* [What is expected]: Tally the lines in the records below that contain the string "skin". Case matters, so uppercase and lowercase count as different. Reply with only the number.

* [Supplied data]:
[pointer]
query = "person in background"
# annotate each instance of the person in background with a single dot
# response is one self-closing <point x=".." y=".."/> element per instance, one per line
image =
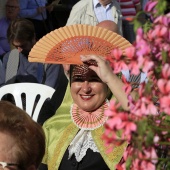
<point x="21" y="35"/>
<point x="12" y="11"/>
<point x="2" y="8"/>
<point x="129" y="9"/>
<point x="22" y="141"/>
<point x="35" y="11"/>
<point x="92" y="12"/>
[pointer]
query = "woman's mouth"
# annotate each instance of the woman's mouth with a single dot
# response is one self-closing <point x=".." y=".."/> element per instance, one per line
<point x="86" y="97"/>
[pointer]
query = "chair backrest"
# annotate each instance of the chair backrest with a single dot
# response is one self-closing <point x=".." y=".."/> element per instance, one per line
<point x="31" y="91"/>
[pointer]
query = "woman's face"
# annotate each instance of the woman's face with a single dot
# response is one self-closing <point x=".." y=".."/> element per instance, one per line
<point x="87" y="90"/>
<point x="8" y="150"/>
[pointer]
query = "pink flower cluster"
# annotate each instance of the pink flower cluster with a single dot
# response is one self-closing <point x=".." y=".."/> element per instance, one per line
<point x="146" y="125"/>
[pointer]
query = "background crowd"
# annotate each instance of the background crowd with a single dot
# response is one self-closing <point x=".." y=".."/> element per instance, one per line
<point x="22" y="24"/>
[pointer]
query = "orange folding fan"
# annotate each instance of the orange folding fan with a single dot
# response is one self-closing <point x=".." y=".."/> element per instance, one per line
<point x="66" y="44"/>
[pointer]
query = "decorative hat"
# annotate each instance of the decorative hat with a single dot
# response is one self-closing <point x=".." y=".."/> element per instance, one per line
<point x="66" y="44"/>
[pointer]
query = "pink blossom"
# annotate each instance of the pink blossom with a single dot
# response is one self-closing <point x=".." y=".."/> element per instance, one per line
<point x="130" y="51"/>
<point x="116" y="53"/>
<point x="166" y="71"/>
<point x="150" y="5"/>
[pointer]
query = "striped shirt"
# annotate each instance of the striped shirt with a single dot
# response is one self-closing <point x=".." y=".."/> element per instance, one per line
<point x="128" y="8"/>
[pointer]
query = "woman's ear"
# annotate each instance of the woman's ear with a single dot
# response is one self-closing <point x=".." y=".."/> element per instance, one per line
<point x="32" y="167"/>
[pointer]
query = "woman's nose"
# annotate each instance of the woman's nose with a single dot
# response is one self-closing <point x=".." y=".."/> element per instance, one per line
<point x="86" y="87"/>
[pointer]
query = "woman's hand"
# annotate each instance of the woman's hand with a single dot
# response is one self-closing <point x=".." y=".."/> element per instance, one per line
<point x="103" y="69"/>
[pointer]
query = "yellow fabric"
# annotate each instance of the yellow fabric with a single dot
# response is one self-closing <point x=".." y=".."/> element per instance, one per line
<point x="60" y="131"/>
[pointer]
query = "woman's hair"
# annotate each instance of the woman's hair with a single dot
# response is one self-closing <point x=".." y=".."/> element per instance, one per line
<point x="21" y="30"/>
<point x="28" y="134"/>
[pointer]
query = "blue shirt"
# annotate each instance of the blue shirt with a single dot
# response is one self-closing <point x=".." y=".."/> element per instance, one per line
<point x="28" y="72"/>
<point x="4" y="45"/>
<point x="103" y="13"/>
<point x="28" y="9"/>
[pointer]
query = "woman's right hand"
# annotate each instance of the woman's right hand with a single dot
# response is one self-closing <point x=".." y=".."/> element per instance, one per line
<point x="103" y="69"/>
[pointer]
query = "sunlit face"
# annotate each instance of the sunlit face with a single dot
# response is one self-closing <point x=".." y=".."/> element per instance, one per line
<point x="87" y="90"/>
<point x="8" y="147"/>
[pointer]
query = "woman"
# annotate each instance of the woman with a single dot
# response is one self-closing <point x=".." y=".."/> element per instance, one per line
<point x="22" y="141"/>
<point x="73" y="135"/>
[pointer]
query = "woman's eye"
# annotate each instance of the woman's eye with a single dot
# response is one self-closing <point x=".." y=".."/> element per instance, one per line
<point x="95" y="80"/>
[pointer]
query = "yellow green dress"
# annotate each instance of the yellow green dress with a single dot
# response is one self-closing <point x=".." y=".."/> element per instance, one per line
<point x="60" y="131"/>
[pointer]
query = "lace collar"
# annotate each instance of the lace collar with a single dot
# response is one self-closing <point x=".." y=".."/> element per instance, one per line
<point x="89" y="120"/>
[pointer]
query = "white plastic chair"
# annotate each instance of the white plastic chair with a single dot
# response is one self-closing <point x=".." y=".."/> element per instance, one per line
<point x="31" y="91"/>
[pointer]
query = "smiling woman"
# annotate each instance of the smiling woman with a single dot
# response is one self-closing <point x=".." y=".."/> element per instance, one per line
<point x="74" y="139"/>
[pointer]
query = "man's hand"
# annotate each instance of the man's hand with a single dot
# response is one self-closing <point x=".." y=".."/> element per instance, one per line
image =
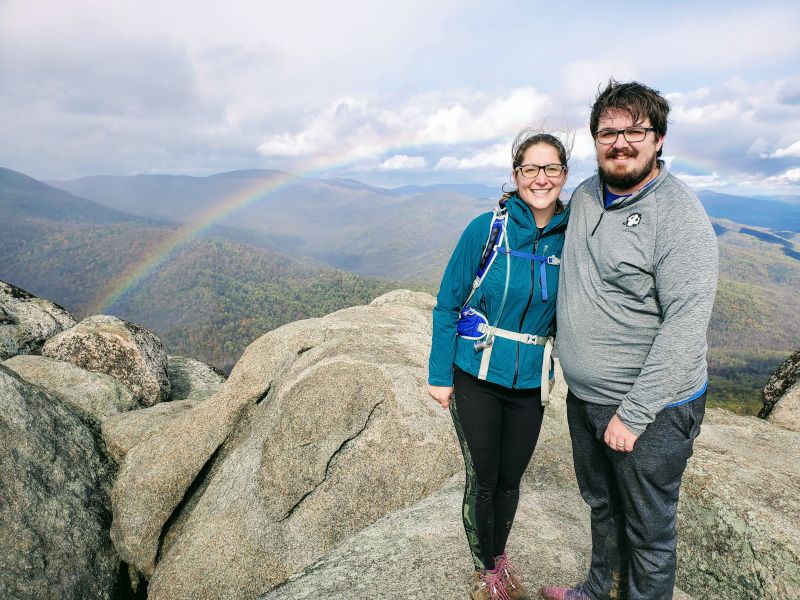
<point x="441" y="394"/>
<point x="618" y="437"/>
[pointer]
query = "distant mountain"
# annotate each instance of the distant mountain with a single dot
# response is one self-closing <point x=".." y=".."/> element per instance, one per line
<point x="758" y="211"/>
<point x="24" y="197"/>
<point x="473" y="190"/>
<point x="287" y="222"/>
<point x="211" y="297"/>
<point x="343" y="223"/>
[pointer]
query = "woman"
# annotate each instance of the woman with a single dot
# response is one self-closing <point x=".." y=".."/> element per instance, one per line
<point x="489" y="375"/>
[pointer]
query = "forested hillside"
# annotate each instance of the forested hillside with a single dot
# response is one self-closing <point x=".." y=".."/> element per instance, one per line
<point x="754" y="326"/>
<point x="256" y="270"/>
<point x="208" y="300"/>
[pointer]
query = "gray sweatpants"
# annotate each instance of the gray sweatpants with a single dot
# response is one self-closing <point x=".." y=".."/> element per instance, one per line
<point x="633" y="497"/>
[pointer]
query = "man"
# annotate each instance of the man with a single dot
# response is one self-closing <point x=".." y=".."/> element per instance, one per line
<point x="638" y="278"/>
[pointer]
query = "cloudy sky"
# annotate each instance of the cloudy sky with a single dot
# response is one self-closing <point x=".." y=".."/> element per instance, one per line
<point x="391" y="93"/>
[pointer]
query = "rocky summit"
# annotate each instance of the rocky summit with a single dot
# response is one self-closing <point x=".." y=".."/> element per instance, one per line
<point x="320" y="469"/>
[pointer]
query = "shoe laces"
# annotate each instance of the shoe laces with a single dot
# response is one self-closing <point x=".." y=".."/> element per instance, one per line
<point x="503" y="565"/>
<point x="494" y="582"/>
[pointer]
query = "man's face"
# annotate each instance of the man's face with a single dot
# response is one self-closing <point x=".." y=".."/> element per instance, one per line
<point x="624" y="164"/>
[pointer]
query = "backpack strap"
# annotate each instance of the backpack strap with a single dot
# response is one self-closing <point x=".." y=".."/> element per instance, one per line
<point x="494" y="244"/>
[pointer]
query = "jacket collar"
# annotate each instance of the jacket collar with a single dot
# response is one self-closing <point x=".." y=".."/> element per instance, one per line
<point x="521" y="214"/>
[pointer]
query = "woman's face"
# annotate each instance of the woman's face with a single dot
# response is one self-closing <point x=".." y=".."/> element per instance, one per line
<point x="541" y="192"/>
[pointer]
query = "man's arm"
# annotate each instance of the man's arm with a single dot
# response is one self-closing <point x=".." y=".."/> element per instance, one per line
<point x="686" y="263"/>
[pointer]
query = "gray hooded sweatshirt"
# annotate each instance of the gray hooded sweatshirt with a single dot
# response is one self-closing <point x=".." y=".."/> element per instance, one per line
<point x="637" y="287"/>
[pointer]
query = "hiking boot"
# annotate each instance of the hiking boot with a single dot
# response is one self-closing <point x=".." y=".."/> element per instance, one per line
<point x="512" y="578"/>
<point x="488" y="585"/>
<point x="552" y="592"/>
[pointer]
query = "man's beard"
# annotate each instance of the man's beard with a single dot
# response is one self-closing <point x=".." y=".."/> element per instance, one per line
<point x="626" y="179"/>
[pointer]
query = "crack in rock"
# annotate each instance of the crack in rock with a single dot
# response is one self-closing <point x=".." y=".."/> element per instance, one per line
<point x="336" y="452"/>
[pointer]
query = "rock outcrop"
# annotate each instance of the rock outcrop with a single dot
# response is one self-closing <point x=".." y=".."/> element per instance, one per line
<point x="738" y="527"/>
<point x="192" y="379"/>
<point x="334" y="431"/>
<point x="27" y="321"/>
<point x="320" y="468"/>
<point x="93" y="397"/>
<point x="54" y="500"/>
<point x="421" y="552"/>
<point x="132" y="355"/>
<point x="781" y="395"/>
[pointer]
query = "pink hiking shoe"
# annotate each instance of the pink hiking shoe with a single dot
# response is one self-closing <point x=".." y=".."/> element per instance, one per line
<point x="512" y="577"/>
<point x="552" y="592"/>
<point x="489" y="585"/>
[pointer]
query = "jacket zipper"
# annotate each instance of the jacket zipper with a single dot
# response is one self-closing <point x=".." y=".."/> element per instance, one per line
<point x="598" y="222"/>
<point x="527" y="306"/>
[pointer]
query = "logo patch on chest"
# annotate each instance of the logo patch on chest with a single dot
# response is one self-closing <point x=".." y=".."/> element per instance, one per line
<point x="633" y="220"/>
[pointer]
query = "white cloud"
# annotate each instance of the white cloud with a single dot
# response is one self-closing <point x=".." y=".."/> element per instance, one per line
<point x="792" y="151"/>
<point x="703" y="181"/>
<point x="403" y="162"/>
<point x="497" y="156"/>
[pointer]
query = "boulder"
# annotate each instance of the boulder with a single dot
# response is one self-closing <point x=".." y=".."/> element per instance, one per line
<point x="192" y="379"/>
<point x="739" y="517"/>
<point x="327" y="428"/>
<point x="132" y="355"/>
<point x="786" y="376"/>
<point x="123" y="431"/>
<point x="26" y="321"/>
<point x="738" y="522"/>
<point x="55" y="508"/>
<point x="421" y="552"/>
<point x="93" y="397"/>
<point x="786" y="412"/>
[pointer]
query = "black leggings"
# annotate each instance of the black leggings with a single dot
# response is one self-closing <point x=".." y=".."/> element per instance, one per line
<point x="498" y="428"/>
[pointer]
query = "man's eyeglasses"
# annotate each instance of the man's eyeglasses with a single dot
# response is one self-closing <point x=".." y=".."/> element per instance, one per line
<point x="631" y="134"/>
<point x="531" y="171"/>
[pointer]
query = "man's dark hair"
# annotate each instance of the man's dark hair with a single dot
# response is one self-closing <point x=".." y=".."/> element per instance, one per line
<point x="636" y="99"/>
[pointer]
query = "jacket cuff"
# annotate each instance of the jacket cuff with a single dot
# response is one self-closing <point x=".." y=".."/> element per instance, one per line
<point x="440" y="381"/>
<point x="635" y="428"/>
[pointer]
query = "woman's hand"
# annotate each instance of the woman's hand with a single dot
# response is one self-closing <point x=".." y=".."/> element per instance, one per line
<point x="441" y="394"/>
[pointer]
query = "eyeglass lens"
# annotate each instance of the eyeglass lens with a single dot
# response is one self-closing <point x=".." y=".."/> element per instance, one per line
<point x="631" y="134"/>
<point x="531" y="171"/>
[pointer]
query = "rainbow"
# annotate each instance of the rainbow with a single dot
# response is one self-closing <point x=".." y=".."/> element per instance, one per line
<point x="136" y="272"/>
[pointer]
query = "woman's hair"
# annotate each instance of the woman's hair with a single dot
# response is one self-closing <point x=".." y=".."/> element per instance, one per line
<point x="530" y="137"/>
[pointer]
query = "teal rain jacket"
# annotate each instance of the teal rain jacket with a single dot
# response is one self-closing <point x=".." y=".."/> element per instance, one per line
<point x="513" y="364"/>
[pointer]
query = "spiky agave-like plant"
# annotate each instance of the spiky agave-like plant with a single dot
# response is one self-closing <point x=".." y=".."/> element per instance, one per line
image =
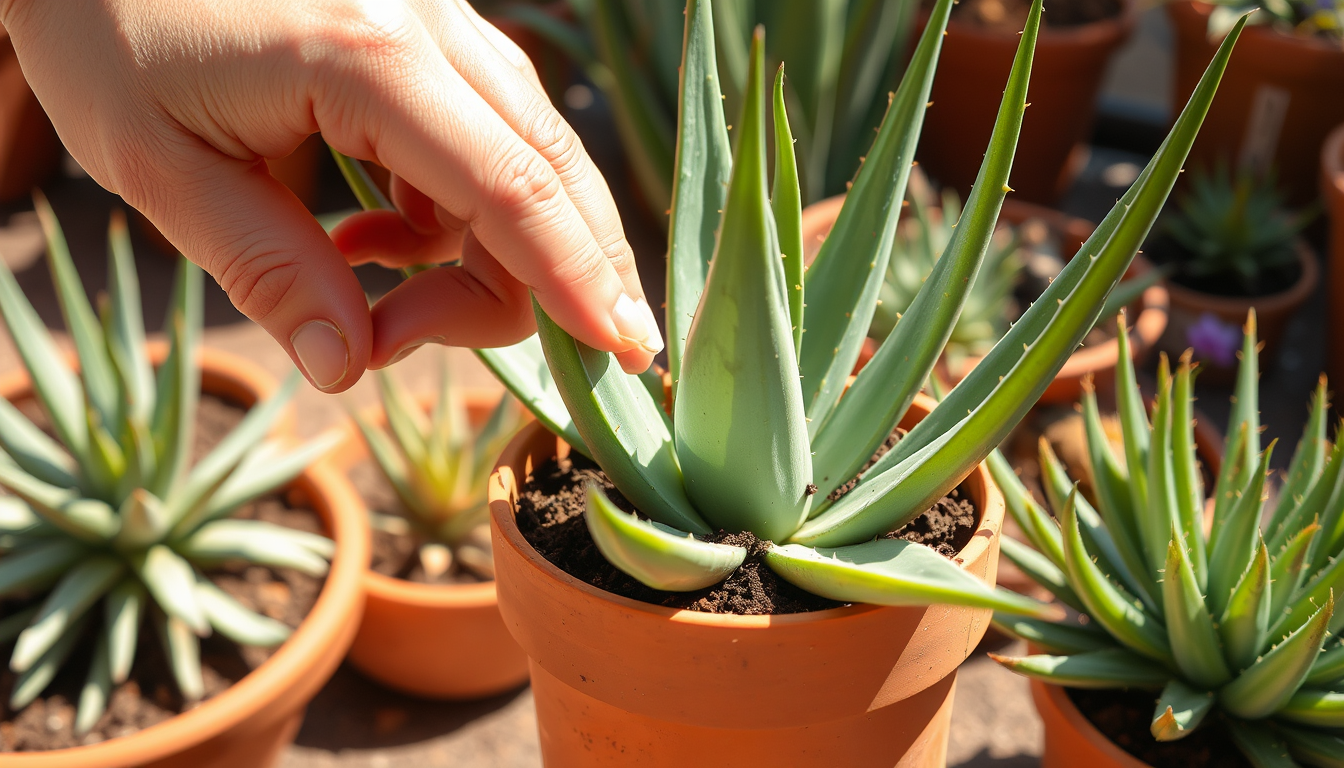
<point x="1234" y="618"/>
<point x="438" y="467"/>
<point x="109" y="521"/>
<point x="758" y="435"/>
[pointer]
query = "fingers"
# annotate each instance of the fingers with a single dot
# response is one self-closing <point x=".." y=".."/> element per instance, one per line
<point x="265" y="249"/>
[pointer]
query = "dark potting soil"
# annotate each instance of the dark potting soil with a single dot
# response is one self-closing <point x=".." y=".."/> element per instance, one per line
<point x="151" y="694"/>
<point x="550" y="517"/>
<point x="1124" y="717"/>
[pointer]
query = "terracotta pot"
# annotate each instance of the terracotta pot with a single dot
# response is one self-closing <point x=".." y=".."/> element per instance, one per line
<point x="1332" y="190"/>
<point x="252" y="722"/>
<point x="30" y="149"/>
<point x="621" y="682"/>
<point x="436" y="640"/>
<point x="1097" y="361"/>
<point x="1065" y="80"/>
<point x="1272" y="315"/>
<point x="1276" y="104"/>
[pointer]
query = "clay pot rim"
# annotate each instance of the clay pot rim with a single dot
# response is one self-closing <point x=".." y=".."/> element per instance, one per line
<point x="1281" y="301"/>
<point x="501" y="506"/>
<point x="342" y="596"/>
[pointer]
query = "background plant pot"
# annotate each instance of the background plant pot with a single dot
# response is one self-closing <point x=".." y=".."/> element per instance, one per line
<point x="1332" y="190"/>
<point x="1148" y="319"/>
<point x="30" y="149"/>
<point x="252" y="722"/>
<point x="1065" y="80"/>
<point x="436" y="640"/>
<point x="1272" y="315"/>
<point x="1277" y="101"/>
<point x="621" y="682"/>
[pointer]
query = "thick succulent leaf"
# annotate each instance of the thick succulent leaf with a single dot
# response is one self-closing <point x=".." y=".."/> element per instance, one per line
<point x="1110" y="669"/>
<point x="700" y="182"/>
<point x="894" y="572"/>
<point x="659" y="556"/>
<point x="122" y="611"/>
<point x="1039" y="569"/>
<point x="1319" y="708"/>
<point x="1194" y="638"/>
<point x="1179" y="712"/>
<point x="32" y="681"/>
<point x="38" y="564"/>
<point x="846" y="277"/>
<point x="70" y="600"/>
<point x="100" y="378"/>
<point x="786" y="203"/>
<point x="233" y="620"/>
<point x="1270" y="682"/>
<point x="622" y="427"/>
<point x="1054" y="636"/>
<point x="741" y="431"/>
<point x="522" y="369"/>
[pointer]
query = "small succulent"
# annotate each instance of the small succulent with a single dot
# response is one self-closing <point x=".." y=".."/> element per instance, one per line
<point x="1229" y="619"/>
<point x="438" y="467"/>
<point x="108" y="521"/>
<point x="1234" y="227"/>
<point x="758" y="435"/>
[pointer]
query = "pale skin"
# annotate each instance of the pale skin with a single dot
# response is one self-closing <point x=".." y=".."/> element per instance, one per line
<point x="174" y="105"/>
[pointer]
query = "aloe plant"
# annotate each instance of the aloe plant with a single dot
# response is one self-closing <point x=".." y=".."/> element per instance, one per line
<point x="1233" y="620"/>
<point x="438" y="467"/>
<point x="760" y="435"/>
<point x="108" y="521"/>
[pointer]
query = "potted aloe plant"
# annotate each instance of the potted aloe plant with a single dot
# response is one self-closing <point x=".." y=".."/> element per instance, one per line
<point x="124" y="542"/>
<point x="769" y="600"/>
<point x="432" y="626"/>
<point x="1223" y="631"/>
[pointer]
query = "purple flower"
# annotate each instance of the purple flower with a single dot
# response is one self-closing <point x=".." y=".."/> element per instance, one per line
<point x="1214" y="340"/>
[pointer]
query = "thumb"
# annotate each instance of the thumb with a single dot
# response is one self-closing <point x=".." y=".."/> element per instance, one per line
<point x="280" y="269"/>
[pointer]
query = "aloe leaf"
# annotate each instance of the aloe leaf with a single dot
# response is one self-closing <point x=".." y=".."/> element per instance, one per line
<point x="1109" y="669"/>
<point x="1245" y="623"/>
<point x="741" y="432"/>
<point x="122" y="611"/>
<point x="32" y="681"/>
<point x="894" y="572"/>
<point x="1234" y="545"/>
<point x="846" y="277"/>
<point x="38" y="564"/>
<point x="786" y="205"/>
<point x="1270" y="682"/>
<point x="171" y="581"/>
<point x="522" y="369"/>
<point x="73" y="596"/>
<point x="100" y="378"/>
<point x="1179" y="712"/>
<point x="659" y="556"/>
<point x="97" y="689"/>
<point x="1039" y="569"/>
<point x="183" y="650"/>
<point x="1053" y="636"/>
<point x="621" y="425"/>
<point x="1190" y="628"/>
<point x="233" y="620"/>
<point x="699" y="186"/>
<point x="1319" y="708"/>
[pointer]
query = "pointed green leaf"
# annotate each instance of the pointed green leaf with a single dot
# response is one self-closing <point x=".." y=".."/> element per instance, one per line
<point x="659" y="556"/>
<point x="894" y="572"/>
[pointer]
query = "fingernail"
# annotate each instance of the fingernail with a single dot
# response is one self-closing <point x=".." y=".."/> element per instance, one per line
<point x="636" y="324"/>
<point x="321" y="353"/>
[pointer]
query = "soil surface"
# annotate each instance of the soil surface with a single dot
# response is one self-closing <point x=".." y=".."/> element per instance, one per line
<point x="151" y="696"/>
<point x="1124" y="716"/>
<point x="550" y="515"/>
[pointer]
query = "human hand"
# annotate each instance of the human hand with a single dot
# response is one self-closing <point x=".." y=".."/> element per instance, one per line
<point x="174" y="106"/>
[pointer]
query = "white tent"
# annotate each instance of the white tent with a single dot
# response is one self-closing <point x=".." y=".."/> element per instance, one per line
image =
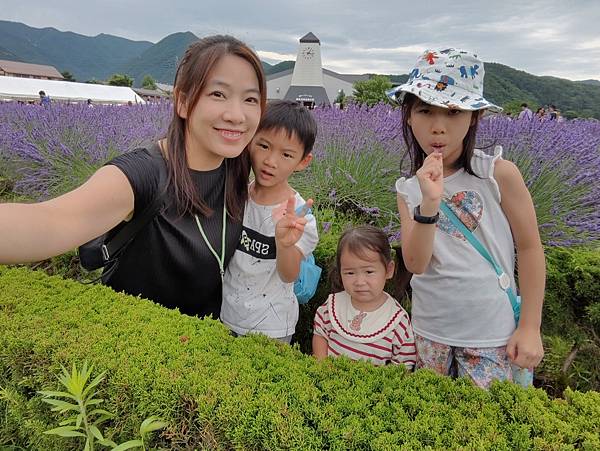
<point x="15" y="88"/>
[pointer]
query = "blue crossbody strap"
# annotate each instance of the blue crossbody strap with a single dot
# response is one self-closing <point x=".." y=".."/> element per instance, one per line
<point x="503" y="278"/>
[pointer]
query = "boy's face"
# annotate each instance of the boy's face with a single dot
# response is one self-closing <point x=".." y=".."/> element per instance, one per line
<point x="275" y="155"/>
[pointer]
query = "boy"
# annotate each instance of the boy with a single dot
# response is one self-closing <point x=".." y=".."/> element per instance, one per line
<point x="258" y="288"/>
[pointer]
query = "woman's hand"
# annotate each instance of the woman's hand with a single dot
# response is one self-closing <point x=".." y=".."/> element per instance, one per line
<point x="525" y="348"/>
<point x="289" y="226"/>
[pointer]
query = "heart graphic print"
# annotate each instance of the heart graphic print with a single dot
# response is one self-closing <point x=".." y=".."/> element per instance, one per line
<point x="468" y="206"/>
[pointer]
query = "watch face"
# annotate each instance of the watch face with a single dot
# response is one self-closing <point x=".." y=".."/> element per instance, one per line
<point x="308" y="53"/>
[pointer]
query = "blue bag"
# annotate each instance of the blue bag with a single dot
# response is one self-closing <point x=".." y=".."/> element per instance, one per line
<point x="306" y="284"/>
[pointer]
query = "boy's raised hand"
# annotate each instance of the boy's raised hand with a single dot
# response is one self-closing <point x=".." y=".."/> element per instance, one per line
<point x="431" y="177"/>
<point x="289" y="226"/>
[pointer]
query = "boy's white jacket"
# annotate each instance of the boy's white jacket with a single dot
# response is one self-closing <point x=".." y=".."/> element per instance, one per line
<point x="458" y="300"/>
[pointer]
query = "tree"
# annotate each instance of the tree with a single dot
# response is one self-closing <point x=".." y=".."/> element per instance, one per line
<point x="68" y="76"/>
<point x="372" y="91"/>
<point x="121" y="80"/>
<point x="341" y="98"/>
<point x="514" y="106"/>
<point x="148" y="82"/>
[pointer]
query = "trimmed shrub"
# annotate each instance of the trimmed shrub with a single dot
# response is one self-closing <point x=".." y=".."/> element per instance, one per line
<point x="220" y="392"/>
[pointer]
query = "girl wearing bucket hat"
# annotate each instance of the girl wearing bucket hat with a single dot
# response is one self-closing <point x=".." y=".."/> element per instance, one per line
<point x="463" y="321"/>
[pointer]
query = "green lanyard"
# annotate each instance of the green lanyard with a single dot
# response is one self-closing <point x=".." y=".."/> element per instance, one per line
<point x="221" y="259"/>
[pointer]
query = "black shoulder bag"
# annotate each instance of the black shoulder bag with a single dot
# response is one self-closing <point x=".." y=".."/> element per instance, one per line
<point x="104" y="251"/>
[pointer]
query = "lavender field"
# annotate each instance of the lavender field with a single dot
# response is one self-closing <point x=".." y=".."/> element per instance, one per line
<point x="45" y="152"/>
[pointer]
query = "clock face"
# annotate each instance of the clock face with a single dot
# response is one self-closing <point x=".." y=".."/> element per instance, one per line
<point x="308" y="53"/>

* [Answer for the task]: 2